DESAFIO 1
Copie do texto extraído, sem alterações, o trecho entre "Diamantes, lama e" e "força de trabalho.", inclusive.

TEXTO EXTRAÍDO
^^^^
Diamantes, lama e sangue: De onde vem a relação?

Em períodos de crise do capital, os cosméticos “humanitários” com que o Estado-servo-do-mercado embalsama a exploração começam a irritar as narinas da classe dominante. Do lado de cá, o da classe trabalhadora, sentimos que não há spray que disfarce o hálito podre das grandes companhias. Esses choques retaliam as camadas mais pobres, ora explícita, ora discretamente, em toda a história da humanidade.

A atual divisão internacional de trabalho tem nítida relação com períodos em que reinos já dominantes da navegação saíram aos mares em busca de novas rotas e recursos. Pulando o entulho histórico que os idolatra como “descobridores”, colônias da América, Ásia e África serviram para abastecer obsessões por acúmulo: de poder político, militar, territorial, de recursos e força de trabalho.
^^^^
Entradas de origem
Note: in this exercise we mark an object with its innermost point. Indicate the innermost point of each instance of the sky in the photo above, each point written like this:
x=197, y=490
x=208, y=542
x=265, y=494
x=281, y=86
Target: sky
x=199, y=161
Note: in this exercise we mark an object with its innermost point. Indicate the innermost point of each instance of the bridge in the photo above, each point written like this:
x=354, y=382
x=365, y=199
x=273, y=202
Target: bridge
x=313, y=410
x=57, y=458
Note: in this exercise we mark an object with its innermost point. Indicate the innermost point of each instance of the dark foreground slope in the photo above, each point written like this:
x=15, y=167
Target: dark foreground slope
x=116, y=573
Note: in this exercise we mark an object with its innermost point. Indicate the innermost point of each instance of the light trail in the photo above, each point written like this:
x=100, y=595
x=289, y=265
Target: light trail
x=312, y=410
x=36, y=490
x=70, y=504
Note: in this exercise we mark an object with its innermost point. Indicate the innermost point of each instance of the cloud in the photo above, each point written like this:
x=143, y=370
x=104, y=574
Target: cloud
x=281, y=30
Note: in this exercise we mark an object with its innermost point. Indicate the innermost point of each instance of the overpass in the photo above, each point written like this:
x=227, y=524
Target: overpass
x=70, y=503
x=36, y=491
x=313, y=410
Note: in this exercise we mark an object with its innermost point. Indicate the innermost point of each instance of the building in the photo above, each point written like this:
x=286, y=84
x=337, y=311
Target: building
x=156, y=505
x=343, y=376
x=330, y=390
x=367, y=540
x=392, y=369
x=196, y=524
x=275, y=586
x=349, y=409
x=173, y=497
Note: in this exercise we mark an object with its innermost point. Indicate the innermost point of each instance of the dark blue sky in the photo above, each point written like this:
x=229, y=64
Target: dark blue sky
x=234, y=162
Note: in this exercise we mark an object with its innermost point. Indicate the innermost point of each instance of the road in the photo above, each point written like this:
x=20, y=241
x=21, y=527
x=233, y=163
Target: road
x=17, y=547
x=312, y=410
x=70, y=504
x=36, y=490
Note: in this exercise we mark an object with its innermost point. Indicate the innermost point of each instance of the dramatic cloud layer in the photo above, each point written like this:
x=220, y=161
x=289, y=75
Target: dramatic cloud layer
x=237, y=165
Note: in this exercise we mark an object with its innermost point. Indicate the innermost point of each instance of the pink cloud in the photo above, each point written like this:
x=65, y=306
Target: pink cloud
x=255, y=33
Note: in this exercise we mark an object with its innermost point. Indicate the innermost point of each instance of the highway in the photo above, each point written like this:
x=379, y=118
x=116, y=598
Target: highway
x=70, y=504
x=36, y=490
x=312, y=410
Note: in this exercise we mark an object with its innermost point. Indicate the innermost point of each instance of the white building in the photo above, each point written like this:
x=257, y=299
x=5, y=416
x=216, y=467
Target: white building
^^^^
DESAFIO 2
Retorne todas as linhas das entradas que contêm a palavra "dramatic", diferenciando maiúsculas de minúsculas.

RESPOSTA COMPLETA 1
Diamantes, lama e sangue: De onde vem a relação?

Em períodos de crise do capital, os cosméticos “humanitários” com que o Estado-servo-do-mercado embalsama a exploração começam a irritar as narinas da classe dominante. Do lado de cá, o da classe trabalhadora, sentimos que não há spray que disfarce o hálito podre das grandes companhias. Esses choques retaliam as camadas mais pobres, ora explícita, ora discretamente, em toda a história da humanidade.

A atual divisão internacional de trabalho tem nítida relação com períodos em que reinos já dominantes da navegação saíram aos mares em busca de novas rotas e recursos. Pulando o entulho histórico que os idolatra como “descobridores”, colônias da América, Ásia e África serviram para abastecer obsessões por acúmulo: de poder político, militar, territorial, de recursos e força de trabalho.

RESPOSTA COMPLETA 2
Note: in this exercise we mark an object with its innermost point. Indicate the innermost point of each instance of the dramatic cloud layer in the photo above, each point written like this:
Target: dramatic cloud layer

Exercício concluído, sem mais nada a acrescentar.